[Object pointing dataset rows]

## begin

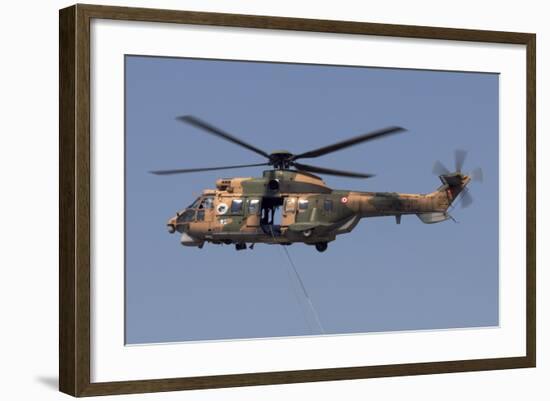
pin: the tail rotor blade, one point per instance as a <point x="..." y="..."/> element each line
<point x="439" y="168"/>
<point x="477" y="175"/>
<point x="466" y="198"/>
<point x="460" y="157"/>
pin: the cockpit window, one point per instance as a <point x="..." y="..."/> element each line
<point x="187" y="216"/>
<point x="195" y="204"/>
<point x="236" y="206"/>
<point x="207" y="203"/>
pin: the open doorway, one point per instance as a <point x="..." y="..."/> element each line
<point x="270" y="219"/>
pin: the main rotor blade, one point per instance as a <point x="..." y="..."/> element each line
<point x="440" y="169"/>
<point x="194" y="121"/>
<point x="349" y="142"/>
<point x="195" y="170"/>
<point x="460" y="156"/>
<point x="477" y="174"/>
<point x="329" y="171"/>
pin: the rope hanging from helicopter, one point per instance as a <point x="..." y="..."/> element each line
<point x="303" y="287"/>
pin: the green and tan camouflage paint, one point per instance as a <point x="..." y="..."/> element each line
<point x="312" y="225"/>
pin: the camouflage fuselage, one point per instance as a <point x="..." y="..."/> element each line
<point x="241" y="210"/>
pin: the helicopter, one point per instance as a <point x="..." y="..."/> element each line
<point x="290" y="203"/>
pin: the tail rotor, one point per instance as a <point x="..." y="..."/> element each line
<point x="457" y="177"/>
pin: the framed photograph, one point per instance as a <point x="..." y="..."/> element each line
<point x="250" y="200"/>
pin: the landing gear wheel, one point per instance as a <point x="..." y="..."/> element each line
<point x="321" y="246"/>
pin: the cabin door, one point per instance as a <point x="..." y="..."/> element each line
<point x="289" y="211"/>
<point x="252" y="212"/>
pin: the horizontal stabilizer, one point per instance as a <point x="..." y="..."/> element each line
<point x="431" y="218"/>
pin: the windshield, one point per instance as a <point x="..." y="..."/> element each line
<point x="195" y="204"/>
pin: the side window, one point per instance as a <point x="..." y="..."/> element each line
<point x="290" y="205"/>
<point x="236" y="206"/>
<point x="253" y="206"/>
<point x="303" y="204"/>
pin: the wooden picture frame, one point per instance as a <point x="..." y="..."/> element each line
<point x="74" y="200"/>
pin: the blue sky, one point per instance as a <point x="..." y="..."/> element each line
<point x="381" y="276"/>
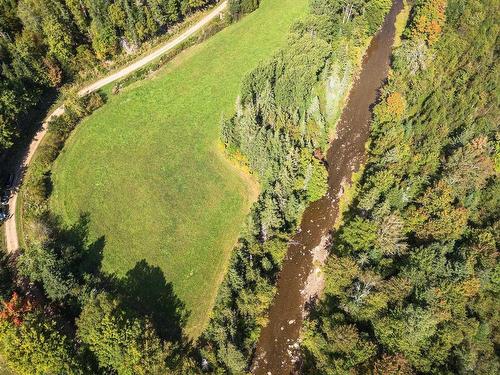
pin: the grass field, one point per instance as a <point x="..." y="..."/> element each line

## end

Aim: Copy all of the data above line for line, without any changes, and leave the pictures out.

Response to the task:
pin: the tail rotor blade, one point per instance as a <point x="..." y="..."/> element each line
<point x="439" y="168"/>
<point x="477" y="175"/>
<point x="466" y="198"/>
<point x="460" y="157"/>
pin: the cockpit window, one point per instance as a <point x="..." y="..."/> element each line
<point x="187" y="216"/>
<point x="195" y="204"/>
<point x="236" y="206"/>
<point x="207" y="203"/>
pin: the open doorway, one point per instance as a <point x="..." y="..."/> element each line
<point x="270" y="219"/>
pin: the main rotor blade, one point per instance as a <point x="..." y="..."/> element each line
<point x="440" y="169"/>
<point x="194" y="121"/>
<point x="349" y="142"/>
<point x="195" y="170"/>
<point x="460" y="156"/>
<point x="477" y="174"/>
<point x="329" y="171"/>
pin: the rope hanging from helicopter, one point per instance as a <point x="..." y="..."/> element each line
<point x="303" y="287"/>
pin: the green and tan camouflage paint, one point per instance as a <point x="..." y="..."/> element each line
<point x="312" y="225"/>
pin: the camouflage fuselage, one point per instance as a <point x="..." y="..."/> element each line
<point x="241" y="210"/>
pin: the helicopter, one point per instance as a <point x="..." y="..."/> element each line
<point x="290" y="203"/>
pin: the tail rotor, one point per instance as a <point x="..." y="..."/> element each line
<point x="457" y="177"/>
pin: the framed photograph, one point per instance as a <point x="..." y="..."/> element each line
<point x="250" y="200"/>
pin: the landing gear wheel, one point per instance as a <point x="..." y="..."/> element each line
<point x="321" y="246"/>
pin: the cabin door, one point per instance as a <point x="..." y="..."/> element each line
<point x="289" y="211"/>
<point x="252" y="212"/>
pin: the horizontal stabilizer, one point per instance as a <point x="..." y="..."/> element each line
<point x="431" y="218"/>
pin: the windshield, one point per instance as a <point x="..." y="..."/> element each line
<point x="195" y="204"/>
pin: the side window, one point per instance as a <point x="..." y="..."/> element each line
<point x="290" y="205"/>
<point x="236" y="206"/>
<point x="253" y="206"/>
<point x="303" y="204"/>
pin: the wooden picture frame, one point per instance as a <point x="..." y="..."/> element each line
<point x="74" y="200"/>
pin: the blue sky, one point per instance as a <point x="..." y="..."/> element each line
<point x="381" y="276"/>
pin: the grass field, one point per instance as a <point x="..." y="..."/> element each line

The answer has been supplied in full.